[Data extracted from a collection]
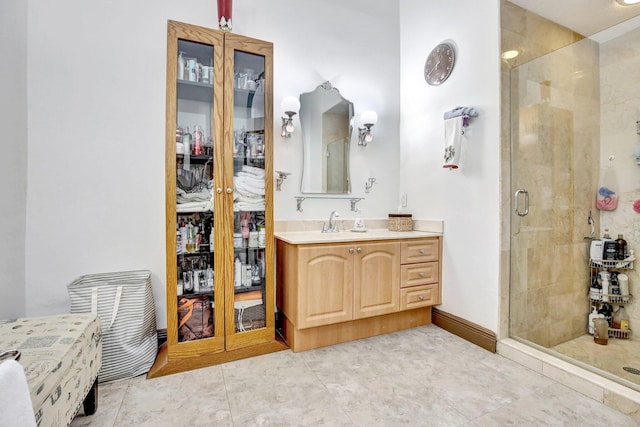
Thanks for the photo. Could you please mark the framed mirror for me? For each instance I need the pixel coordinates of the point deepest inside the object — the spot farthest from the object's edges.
(326, 121)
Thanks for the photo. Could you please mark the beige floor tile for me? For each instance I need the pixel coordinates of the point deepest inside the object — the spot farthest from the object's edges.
(419, 377)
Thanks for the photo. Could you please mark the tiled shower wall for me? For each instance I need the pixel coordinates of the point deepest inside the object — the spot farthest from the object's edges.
(556, 139)
(620, 109)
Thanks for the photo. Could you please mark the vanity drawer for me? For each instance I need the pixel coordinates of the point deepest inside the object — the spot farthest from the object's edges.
(419, 274)
(419, 296)
(420, 250)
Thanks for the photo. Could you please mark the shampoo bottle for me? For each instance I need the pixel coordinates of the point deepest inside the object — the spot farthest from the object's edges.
(237, 273)
(592, 316)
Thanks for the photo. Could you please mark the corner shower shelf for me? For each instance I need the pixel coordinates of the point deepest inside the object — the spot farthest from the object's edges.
(613, 298)
(606, 264)
(619, 333)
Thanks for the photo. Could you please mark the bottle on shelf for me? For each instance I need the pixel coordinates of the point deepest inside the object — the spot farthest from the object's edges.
(605, 289)
(593, 315)
(262, 237)
(181, 65)
(623, 283)
(621, 319)
(237, 273)
(622, 247)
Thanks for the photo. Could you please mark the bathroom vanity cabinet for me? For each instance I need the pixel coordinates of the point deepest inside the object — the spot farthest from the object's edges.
(339, 291)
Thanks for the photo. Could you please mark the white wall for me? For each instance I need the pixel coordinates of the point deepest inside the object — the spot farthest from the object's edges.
(96, 96)
(13, 143)
(466, 199)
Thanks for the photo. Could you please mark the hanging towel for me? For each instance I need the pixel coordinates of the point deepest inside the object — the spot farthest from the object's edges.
(461, 111)
(15, 401)
(453, 134)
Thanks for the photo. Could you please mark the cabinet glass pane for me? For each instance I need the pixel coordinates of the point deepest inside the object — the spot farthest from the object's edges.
(194, 185)
(249, 192)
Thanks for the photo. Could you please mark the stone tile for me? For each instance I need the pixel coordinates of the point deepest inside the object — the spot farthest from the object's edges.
(556, 405)
(419, 377)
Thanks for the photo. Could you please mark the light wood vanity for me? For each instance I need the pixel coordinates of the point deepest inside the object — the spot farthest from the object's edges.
(346, 286)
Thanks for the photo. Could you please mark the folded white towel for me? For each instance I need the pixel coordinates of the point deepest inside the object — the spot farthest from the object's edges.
(194, 207)
(16, 408)
(250, 179)
(248, 207)
(453, 134)
(248, 190)
(253, 170)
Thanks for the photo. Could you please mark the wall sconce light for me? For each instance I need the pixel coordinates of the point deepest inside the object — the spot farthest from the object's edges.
(369, 184)
(368, 119)
(281, 177)
(290, 105)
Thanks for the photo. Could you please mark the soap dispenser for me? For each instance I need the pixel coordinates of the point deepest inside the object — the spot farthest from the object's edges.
(592, 315)
(358, 224)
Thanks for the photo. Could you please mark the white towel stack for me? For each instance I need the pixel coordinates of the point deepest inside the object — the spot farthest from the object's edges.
(249, 189)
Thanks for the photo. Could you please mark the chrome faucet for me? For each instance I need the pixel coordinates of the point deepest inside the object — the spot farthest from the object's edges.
(333, 227)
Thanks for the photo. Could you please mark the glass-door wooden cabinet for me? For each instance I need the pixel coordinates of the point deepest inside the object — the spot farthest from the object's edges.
(219, 235)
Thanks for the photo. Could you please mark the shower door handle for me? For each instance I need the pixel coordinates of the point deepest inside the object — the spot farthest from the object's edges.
(526, 202)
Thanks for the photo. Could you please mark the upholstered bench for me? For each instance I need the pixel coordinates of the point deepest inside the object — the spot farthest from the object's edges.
(61, 356)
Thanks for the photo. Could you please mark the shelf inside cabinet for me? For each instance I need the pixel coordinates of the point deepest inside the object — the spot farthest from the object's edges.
(195, 91)
(196, 159)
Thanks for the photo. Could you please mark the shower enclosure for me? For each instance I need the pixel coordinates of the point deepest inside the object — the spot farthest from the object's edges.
(572, 112)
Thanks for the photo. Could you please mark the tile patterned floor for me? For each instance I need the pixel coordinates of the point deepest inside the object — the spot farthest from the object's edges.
(418, 377)
(612, 358)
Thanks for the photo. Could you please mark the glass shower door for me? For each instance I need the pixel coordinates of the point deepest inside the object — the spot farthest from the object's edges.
(554, 159)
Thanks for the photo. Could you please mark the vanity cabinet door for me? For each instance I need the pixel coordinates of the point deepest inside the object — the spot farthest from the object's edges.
(376, 279)
(325, 290)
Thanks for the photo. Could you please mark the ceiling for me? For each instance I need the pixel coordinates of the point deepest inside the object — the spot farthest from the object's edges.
(585, 17)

WORK ORDER:
Your copy of the records above should be exact and contain no pictures.

SOLUTION FOR THIS EXERCISE:
Thanks for the photo. Could you please mark the framed mirror for me? For each instance I need the pixel coordinates of the point deepest inside the object — the spot farthest from the object's edges.
(326, 121)
Thanks for the photo. Could you please mark the beige floor tile for me? For each instance I need the pixel coordinates of the point deepest inside the object — the spot farthest from the object's edges.
(419, 377)
Thanks for the photo. Could you please mark the tiled shower wall for me? For each instance I need the pixel coordinates of the point deepest inside the object — the spot farthest from the object's edges.
(556, 139)
(620, 109)
Thanks for the photo. Could you please mark the vanity drawer for me? For each instance I need the pixel coordinates of the point deepest inside the object — the spot farthest from the object's edges.
(419, 274)
(419, 296)
(420, 250)
Thanks for the photo. Could you please mark the shampoo bottle for me? For each instance I need the pixel coordinates of the point deepest inside the object — the spot farthest from the object's edges.
(237, 273)
(592, 316)
Thanks for the photo. Could you please mark the corner shower shelf for me? For each instance I need the pixel coordinates of the point deepest inside the object — the spot farthest from the object's edges.
(613, 298)
(606, 264)
(619, 333)
Thanks for the photo. Could you please mark the bottle on shelf for me? For each instance I need the pixel coordinates of the point deepest inside the object — the spot farthest from the object's edges.
(605, 289)
(593, 315)
(262, 237)
(181, 65)
(623, 283)
(621, 319)
(237, 273)
(622, 247)
Thanks for the photo. Could you please mark the bathroom vanity cabinet for me? For each instance I need the pixel coordinates of the point deepest inside the object — the spot farthest from the object's edges.
(339, 291)
Thanks for the photo. Could you please mark the white wall for me? For each instance I need the pixel coordinates of the point deepest inside the object — the spot farthest from the object's edges.
(96, 96)
(13, 143)
(466, 199)
Thanks for the photo. Could you please mark the hanging towel for me? For each instance I need the pixel coordinates of the point deepest inside the object — the spot farthest from the object's edges.
(461, 111)
(15, 401)
(453, 134)
Thanks for the photo. Could you please mark the cabinet glass pane for me? For each instance I need the pixel coordinates of the point deepest inside the object — the spot farthest from the object's edges.
(194, 185)
(249, 192)
Thanks for the photo. Could you please mark the stone tile for me? For each instance I need the pixel coordinates of the point deepest inside the object — the spot farthest from the object's edges.
(556, 405)
(419, 377)
Thanks for the photo. Could you please mark the light wood vanity for me? For each instance I need the pixel coordinates of the point deepest inside the object — the spot farthest from the object's edges.
(346, 286)
Thanks for the photo. Could you please mark the folded white towel for me? For each instance I need the pixel coordinates of the point deepest inside the object — the spot farthest from the object's edges.
(194, 207)
(16, 408)
(250, 179)
(248, 207)
(453, 134)
(248, 190)
(253, 170)
Thanks for the photo. Could you please mark the wall sconce light for me? For each instance I need the pixel coordinates of the point deepest inside the object — the spot farthest from the object's edges.
(369, 184)
(368, 119)
(281, 177)
(290, 105)
Thanks for the photo. Could you please mark the soap dispenser for me? For each instance I need the pixel coordinates of the point deepest inside the object — the spot farthest from the object's edges.
(592, 315)
(358, 224)
Thanks for the photo. Could you please mark the white towel stack for me? For each instance I need the pixel coordinates of the point deepest inside the object — the spot farthest from the object's edges.
(249, 189)
Thanks for the photo. Could you please mark the chrome faucet for me? For each instance I need the pixel coordinates of the point deepest inside the object — the spot farthest from the object's edges.
(333, 227)
Thanks for the photo. Could you please mark the glass-door wooden cabinet for me? For each instance I need the pixel coordinates of the point deepest inside the object — the spot farthest from the object's edges.
(219, 235)
Thanks for the photo. Could you please mark the shower door handle for me? For each instance I need the pixel coordinates of the point deepest inside the object — the spot farthest from the object's edges.
(526, 202)
Thanks for the photo. Could you please mark the upholstered bench for me? For each instance I need the pixel coordinates of the point deepest inside the object — the spot farthest from the object's edges.
(61, 356)
Thanks for the photo. Could you please mark the shelf inside cabinet for me? For each instance I need the pixel coordinates of the point deepest inside the object — the spot farthest from the object's edges.
(195, 91)
(196, 159)
Thanks for the photo. Could you please mark the shower enclosure for me? For each instance I need the pixel coordinates of the point deepest inside the object — the spot farthest from the object's edges.
(572, 112)
Thanks for the photo. Could you please mark the tile patterned floor for me? For each instance I need the pixel coordinates of the point deepest inside the object — the spot farthest from the object's edges.
(418, 377)
(612, 358)
Thanks for the photo. Could you please mark the glass shower door for me? For each instance I need the pixel coordinates of the point deepest inside the object — the spot farthest from the object's edges.
(554, 159)
Thanks for the photo. Could you please mark the vanity cabinet door for me? For each instance I need the pixel coordinates of the point deepest inside the object — the spot farthest from the object's edges.
(376, 279)
(325, 290)
Thanks for the photo. Could you please mark the ceiling for me? For each instance I need the pixel coordinates of the point deepest inside the object — the spot farthest from the object's edges.
(585, 17)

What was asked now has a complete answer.